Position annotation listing
# # # # #

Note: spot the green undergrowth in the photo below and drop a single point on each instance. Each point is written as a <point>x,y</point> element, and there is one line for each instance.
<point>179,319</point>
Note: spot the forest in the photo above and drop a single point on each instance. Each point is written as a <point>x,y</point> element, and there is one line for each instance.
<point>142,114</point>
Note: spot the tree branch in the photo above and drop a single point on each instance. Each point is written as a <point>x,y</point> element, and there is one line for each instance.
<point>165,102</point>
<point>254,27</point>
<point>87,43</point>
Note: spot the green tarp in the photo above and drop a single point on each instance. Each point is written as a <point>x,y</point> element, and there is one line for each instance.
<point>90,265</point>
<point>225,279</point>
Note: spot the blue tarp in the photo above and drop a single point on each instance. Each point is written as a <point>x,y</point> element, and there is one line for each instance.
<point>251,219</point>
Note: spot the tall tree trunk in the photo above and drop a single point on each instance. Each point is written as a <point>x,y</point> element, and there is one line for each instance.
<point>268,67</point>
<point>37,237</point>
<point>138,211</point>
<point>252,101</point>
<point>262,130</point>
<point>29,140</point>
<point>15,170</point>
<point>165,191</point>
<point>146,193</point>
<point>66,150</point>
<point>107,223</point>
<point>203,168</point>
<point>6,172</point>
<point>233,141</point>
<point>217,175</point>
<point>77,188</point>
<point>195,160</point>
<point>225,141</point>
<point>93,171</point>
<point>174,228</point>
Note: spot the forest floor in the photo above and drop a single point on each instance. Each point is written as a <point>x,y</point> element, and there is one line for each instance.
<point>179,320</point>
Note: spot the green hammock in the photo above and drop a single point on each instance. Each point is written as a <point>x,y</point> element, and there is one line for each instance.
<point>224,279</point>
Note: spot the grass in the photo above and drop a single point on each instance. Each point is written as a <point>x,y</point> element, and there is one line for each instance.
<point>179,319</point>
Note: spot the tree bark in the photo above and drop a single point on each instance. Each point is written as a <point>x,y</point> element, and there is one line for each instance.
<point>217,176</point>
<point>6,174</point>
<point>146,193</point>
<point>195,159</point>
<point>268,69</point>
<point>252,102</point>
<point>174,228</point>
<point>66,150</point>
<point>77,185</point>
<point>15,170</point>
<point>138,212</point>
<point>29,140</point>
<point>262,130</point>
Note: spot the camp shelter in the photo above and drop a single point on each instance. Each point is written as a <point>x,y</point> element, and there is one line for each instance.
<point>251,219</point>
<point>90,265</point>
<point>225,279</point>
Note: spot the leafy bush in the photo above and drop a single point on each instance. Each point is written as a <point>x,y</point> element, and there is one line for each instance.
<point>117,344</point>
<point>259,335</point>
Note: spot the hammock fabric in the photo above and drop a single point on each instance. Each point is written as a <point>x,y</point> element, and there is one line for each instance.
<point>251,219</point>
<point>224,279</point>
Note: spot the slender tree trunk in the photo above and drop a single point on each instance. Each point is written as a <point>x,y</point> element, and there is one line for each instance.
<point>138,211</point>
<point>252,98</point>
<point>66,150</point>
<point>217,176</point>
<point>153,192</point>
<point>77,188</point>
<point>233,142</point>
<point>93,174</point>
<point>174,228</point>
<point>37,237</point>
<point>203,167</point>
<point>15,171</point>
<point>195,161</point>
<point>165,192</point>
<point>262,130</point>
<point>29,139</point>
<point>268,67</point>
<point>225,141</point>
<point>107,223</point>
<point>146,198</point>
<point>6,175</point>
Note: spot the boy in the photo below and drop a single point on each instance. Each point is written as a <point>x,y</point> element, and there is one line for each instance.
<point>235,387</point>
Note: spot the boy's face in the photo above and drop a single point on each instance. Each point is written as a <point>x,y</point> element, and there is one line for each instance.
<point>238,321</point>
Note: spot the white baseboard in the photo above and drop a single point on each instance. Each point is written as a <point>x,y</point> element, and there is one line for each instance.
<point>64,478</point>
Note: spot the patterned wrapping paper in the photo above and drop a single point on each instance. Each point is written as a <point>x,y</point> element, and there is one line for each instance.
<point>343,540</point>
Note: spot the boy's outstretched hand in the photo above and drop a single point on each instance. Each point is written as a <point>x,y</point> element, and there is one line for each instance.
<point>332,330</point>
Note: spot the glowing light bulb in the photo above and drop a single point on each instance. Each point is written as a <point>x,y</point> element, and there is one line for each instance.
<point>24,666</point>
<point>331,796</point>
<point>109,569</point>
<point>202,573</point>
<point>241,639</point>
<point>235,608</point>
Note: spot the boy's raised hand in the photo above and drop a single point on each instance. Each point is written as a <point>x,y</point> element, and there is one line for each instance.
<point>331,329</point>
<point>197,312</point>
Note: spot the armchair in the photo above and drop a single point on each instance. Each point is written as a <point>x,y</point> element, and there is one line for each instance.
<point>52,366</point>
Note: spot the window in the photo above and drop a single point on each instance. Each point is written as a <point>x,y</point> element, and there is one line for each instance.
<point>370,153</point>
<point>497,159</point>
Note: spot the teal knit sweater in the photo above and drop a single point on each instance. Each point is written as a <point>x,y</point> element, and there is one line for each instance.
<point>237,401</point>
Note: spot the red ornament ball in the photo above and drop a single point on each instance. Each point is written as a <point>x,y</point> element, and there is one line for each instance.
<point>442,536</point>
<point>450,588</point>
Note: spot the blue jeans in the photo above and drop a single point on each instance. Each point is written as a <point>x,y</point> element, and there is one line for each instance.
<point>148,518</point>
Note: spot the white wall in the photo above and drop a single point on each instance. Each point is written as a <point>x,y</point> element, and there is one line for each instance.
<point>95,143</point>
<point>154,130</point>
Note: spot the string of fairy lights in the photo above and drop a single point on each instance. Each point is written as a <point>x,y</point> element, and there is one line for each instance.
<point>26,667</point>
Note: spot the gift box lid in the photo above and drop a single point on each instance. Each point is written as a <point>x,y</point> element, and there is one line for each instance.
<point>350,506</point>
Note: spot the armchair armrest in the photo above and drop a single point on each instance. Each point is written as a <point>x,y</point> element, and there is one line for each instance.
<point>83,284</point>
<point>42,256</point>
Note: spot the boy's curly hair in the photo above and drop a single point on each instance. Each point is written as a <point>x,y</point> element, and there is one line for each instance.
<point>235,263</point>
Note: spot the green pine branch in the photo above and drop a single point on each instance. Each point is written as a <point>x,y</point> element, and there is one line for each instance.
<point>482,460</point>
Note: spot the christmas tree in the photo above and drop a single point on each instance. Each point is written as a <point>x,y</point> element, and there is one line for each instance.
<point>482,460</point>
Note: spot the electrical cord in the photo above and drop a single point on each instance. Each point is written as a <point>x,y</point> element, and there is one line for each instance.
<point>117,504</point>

# # # # #

**REQUIRED WORK:** In the listing, rewrite the stretch from the line containing "Note: spot the forest in" through the line containing "<point>87,43</point>", changing "tree branch" to "tree limb" and leaving everything else unchanged.

**TASK OUTPUT:**
Note: spot the forest in the photo above and drop a single point on each instance. Each point is written as a <point>x,y</point> element, and there is one line for each instance.
<point>142,114</point>
Note: spot the tree limb in the photo above and drop a single point on each instance. Each point is written as a <point>x,y</point> element, and there is one line for each instance.
<point>165,102</point>
<point>254,27</point>
<point>87,43</point>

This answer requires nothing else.